ANGEZEIGTER TEXTAUSZUG:

Am Horizont Polarlicht darüber die Milchstraße - die Umsetzung dieses Motives war das Ziel meines Ausflugs. Das Frühjahr, wenn die Milchstraße am Nordhimmel steht und der abgekühlte Atlantik die Chancen auf klare Nächte erhöht, eignet sich dazu am besten.
Die starke Intensität und die schnellen Bewegungen des Polarlichts nördlich des Polarkreises machen Langzeitaufnahmen dort zu einem schwierigen Unterfangen. Wie weit nach Norden durfte ich mich also wagen? Von Mats wusste ich, dass er in der Nähe von Stockholm (59 Grad Nord) selbst bei dunklem, klaren Himmel normalerweise kein Polarlicht sehen kann. Daher entschied ich mich für die Gebirgslandschaft Trollheimen (63 Grad Nord) nördlich des Dovrefjell. 120 Kilometer hohes Polarlicht auf 70 Grad Nord erreicht dort noch eine Höhe von 5 Grad über dem Horizont.

IHRE AUFGABE: Geben Sie aus dem Text über das Fotografieren von Polarlicht und Milchstraße die Passage zwischen „Am Horizont Polarlicht“ und „über dem Horizont.“ wortgetreu wieder, beide Stellen eingeschlossen.

ERFASSTE DATEN:
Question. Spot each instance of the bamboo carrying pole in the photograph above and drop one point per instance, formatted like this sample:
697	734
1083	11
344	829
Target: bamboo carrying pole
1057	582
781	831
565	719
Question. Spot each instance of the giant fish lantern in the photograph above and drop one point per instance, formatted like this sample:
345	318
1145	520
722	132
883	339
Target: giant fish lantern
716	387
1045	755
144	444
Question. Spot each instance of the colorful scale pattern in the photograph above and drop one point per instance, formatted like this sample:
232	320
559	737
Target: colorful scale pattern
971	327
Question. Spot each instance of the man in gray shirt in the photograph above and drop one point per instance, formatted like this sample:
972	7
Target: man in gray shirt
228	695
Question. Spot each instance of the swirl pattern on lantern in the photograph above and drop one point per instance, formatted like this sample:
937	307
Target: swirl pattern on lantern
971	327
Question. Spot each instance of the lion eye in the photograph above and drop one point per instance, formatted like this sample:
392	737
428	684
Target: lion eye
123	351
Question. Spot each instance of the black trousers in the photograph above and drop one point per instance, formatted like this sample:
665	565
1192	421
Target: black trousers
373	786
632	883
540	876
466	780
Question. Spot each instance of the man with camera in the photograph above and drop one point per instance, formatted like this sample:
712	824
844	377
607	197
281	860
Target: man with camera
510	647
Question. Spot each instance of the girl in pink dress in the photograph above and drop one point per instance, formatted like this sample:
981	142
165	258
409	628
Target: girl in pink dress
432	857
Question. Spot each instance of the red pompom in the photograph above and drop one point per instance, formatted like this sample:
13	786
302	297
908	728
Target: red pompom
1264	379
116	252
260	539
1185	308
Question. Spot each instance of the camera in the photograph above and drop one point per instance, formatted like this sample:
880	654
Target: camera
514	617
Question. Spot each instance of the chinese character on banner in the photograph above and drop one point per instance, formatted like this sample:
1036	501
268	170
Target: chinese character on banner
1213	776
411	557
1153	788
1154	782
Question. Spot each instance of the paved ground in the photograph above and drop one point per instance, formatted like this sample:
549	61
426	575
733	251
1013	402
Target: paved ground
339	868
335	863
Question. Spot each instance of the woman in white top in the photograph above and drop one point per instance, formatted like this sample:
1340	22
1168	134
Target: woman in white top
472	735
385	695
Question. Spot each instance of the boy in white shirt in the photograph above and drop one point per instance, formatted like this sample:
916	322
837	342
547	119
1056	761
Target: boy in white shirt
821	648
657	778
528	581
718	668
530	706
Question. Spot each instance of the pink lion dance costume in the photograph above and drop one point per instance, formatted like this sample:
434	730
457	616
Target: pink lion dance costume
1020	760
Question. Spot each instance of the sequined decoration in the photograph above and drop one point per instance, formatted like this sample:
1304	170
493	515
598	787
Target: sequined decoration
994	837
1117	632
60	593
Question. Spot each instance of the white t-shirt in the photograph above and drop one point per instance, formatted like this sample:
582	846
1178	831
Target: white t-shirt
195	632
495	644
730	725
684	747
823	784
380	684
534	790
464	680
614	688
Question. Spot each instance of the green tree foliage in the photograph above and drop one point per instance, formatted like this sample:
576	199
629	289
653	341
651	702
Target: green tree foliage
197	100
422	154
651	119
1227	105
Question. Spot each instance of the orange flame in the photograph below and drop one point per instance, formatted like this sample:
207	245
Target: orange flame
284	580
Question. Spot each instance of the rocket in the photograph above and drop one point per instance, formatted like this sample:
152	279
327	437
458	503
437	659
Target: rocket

LÖSUNG ZUR AUFGABE:
Am Horizont Polarlicht darüber die Milchstraße - die Umsetzung dieses Motives war das Ziel meines Ausflugs. Das Frühjahr, wenn die Milchstraße am Nordhimmel steht und der abgekühlte Atlantik die Chancen auf klare Nächte erhöht, eignet sich dazu am besten.
Die starke Intensität und die schnellen Bewegungen des Polarlichts nördlich des Polarkreises machen Langzeitaufnahmen dort zu einem schwierigen Unterfangen. Wie weit nach Norden durfte ich mich also wagen? Von Mats wusste ich, dass er in der Nähe von Stockholm (59 Grad Nord) selbst bei dunklem, klaren Himmel normalerweise kein Polarlicht sehen kann. Daher entschied ich mich für die Gebirgslandschaft Trollheimen (63 Grad Nord) nördlich des Dovrefjell. 120 Kilometer hohes Polarlicht auf 70 Grad Nord erreicht dort noch eine Höhe von 5 Grad über dem Horizont.